◆ Records supplied
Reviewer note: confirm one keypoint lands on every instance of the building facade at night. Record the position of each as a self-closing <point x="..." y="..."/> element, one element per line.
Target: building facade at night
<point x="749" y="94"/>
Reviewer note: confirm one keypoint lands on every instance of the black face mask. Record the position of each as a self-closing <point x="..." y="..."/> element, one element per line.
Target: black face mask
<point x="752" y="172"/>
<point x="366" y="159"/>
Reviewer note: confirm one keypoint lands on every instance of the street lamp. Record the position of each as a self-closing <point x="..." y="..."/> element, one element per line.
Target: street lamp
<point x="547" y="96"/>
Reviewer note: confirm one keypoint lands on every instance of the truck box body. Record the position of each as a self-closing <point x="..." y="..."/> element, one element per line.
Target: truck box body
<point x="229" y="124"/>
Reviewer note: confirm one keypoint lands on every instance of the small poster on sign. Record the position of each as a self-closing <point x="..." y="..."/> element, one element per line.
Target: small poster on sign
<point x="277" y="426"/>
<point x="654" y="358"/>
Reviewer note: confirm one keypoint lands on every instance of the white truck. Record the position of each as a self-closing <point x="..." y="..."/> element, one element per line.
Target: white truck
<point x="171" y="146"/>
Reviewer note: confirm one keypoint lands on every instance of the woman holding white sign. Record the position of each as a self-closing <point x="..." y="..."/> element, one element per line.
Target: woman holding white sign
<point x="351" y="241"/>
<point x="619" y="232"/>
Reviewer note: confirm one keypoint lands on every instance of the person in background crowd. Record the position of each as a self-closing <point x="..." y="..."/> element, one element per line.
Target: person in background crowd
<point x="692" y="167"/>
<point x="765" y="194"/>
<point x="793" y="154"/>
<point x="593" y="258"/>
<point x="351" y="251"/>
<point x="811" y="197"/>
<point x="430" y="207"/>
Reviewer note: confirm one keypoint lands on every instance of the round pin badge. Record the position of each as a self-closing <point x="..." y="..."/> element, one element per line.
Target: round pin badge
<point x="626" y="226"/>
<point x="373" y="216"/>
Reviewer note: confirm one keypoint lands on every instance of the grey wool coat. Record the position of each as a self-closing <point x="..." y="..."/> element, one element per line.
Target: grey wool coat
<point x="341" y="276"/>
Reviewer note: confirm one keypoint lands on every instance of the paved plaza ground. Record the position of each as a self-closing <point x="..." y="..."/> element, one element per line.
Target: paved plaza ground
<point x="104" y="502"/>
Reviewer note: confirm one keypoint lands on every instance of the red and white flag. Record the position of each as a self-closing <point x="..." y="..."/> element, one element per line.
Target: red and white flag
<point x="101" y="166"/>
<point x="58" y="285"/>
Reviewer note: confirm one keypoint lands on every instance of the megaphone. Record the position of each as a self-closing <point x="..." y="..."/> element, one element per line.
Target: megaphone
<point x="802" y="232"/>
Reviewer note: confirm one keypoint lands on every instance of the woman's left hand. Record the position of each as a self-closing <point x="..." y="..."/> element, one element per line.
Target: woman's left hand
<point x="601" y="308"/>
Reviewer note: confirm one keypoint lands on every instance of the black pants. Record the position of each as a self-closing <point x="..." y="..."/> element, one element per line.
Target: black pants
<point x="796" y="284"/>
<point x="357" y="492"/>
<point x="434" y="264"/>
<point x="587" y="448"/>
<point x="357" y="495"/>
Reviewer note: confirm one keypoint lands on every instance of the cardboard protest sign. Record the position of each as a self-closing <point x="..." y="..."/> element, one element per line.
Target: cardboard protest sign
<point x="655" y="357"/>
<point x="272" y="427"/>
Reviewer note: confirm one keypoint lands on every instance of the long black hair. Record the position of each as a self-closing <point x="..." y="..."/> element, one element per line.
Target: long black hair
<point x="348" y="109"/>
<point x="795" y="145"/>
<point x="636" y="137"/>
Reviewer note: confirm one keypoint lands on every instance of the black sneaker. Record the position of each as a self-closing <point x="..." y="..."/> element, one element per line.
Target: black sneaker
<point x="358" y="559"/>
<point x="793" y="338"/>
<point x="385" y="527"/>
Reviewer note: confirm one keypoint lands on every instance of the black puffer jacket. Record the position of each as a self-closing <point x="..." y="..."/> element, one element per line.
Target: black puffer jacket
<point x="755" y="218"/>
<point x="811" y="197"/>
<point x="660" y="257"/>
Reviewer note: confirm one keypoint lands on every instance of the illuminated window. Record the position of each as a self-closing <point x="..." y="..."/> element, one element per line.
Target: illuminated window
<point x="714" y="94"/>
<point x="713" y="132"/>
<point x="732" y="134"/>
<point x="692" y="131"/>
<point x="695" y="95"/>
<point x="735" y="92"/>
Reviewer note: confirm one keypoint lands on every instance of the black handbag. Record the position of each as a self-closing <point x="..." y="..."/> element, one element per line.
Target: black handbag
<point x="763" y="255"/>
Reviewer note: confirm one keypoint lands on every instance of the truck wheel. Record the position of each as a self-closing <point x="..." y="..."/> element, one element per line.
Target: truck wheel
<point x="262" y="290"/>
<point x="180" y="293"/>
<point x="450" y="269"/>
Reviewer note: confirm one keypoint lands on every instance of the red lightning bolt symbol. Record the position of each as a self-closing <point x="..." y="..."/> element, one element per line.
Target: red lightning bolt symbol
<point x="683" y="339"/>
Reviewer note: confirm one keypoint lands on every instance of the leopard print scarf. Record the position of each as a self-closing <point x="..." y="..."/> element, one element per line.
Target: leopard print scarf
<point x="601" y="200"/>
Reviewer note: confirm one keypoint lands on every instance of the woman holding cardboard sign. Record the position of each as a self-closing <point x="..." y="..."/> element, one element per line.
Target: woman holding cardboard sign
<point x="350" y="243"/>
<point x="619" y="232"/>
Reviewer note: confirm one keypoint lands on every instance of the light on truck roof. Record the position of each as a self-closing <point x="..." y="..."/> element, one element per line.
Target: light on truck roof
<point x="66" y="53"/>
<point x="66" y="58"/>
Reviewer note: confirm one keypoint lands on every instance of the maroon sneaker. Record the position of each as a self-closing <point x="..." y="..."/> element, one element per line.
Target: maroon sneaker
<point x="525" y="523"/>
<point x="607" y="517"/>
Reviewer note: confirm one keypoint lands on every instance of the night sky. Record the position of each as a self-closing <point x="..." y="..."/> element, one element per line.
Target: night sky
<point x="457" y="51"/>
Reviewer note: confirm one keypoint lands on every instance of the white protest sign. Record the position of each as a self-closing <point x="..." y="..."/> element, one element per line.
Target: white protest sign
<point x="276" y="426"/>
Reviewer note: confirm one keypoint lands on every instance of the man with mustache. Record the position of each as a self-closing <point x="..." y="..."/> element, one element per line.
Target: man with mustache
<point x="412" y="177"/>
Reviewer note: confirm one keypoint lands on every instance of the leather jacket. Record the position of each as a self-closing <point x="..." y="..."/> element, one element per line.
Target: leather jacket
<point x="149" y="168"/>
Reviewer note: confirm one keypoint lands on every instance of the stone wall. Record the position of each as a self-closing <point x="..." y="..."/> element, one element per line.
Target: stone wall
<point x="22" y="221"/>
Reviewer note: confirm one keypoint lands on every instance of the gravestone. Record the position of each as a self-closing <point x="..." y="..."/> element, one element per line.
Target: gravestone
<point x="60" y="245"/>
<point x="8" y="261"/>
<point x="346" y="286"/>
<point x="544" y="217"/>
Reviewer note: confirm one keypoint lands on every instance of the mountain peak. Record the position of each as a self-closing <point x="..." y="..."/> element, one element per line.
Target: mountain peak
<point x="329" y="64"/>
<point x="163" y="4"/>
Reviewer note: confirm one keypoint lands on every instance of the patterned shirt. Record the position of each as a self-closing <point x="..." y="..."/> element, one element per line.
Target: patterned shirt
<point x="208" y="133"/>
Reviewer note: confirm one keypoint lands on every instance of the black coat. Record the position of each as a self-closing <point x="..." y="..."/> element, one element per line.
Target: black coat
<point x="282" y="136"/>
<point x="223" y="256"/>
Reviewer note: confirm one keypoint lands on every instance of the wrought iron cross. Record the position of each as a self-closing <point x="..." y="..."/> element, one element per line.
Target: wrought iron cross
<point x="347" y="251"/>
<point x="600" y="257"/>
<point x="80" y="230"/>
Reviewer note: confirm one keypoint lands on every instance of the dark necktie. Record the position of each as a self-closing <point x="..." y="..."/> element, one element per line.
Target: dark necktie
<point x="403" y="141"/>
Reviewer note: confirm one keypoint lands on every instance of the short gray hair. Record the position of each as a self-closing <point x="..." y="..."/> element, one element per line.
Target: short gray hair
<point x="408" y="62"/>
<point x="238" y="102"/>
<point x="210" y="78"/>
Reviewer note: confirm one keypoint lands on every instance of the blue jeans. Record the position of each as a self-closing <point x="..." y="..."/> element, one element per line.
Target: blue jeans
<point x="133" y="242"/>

◆ What you will do
Scan the listing above for the line that has "Target: cardboard protest sign", then copy exactly from that line through the line that has "the truck wheel.".

◆ Written response
Target: cardboard protest sign
<point x="655" y="357"/>
<point x="272" y="427"/>
Reviewer note: confirm one keypoint lands on every instance of the long black hair. Record the position of each as a self-closing <point x="..." y="..."/> element, one element per line.
Target: long black hair
<point x="348" y="109"/>
<point x="795" y="145"/>
<point x="636" y="137"/>
Reviewer note: confirm one keypoint lands on every instance of the black sneaker. Record the position of each as a self-closing <point x="..." y="..."/> element, one element per line.
Target: black sneaker
<point x="358" y="559"/>
<point x="793" y="338"/>
<point x="385" y="527"/>
Reviewer note: confirm one keypoint lands on every instance of the black puffer jacket. Record the position of each as a self-closing <point x="..." y="..."/> element, one element per line.
Target: black puffer jacket
<point x="755" y="218"/>
<point x="811" y="197"/>
<point x="660" y="257"/>
Reviewer note: confirm one keypoint lands on every instance of the illuminated window. Record the position of each as a self-closing <point x="..." y="..."/> element, one element per line.
Target: illuminated window
<point x="714" y="94"/>
<point x="713" y="132"/>
<point x="732" y="134"/>
<point x="692" y="131"/>
<point x="695" y="95"/>
<point x="735" y="92"/>
Reviewer note: confirm one keypoint lands on every instance of the black handbag. Record the position of each as a self-closing <point x="..." y="..."/> element, one element per line.
Target: black handbag
<point x="763" y="255"/>
Reviewer note: confirm one keypoint lands on every instance of the truck wheel. Record the position of each as a self-closing <point x="..." y="..."/> element, one element per line.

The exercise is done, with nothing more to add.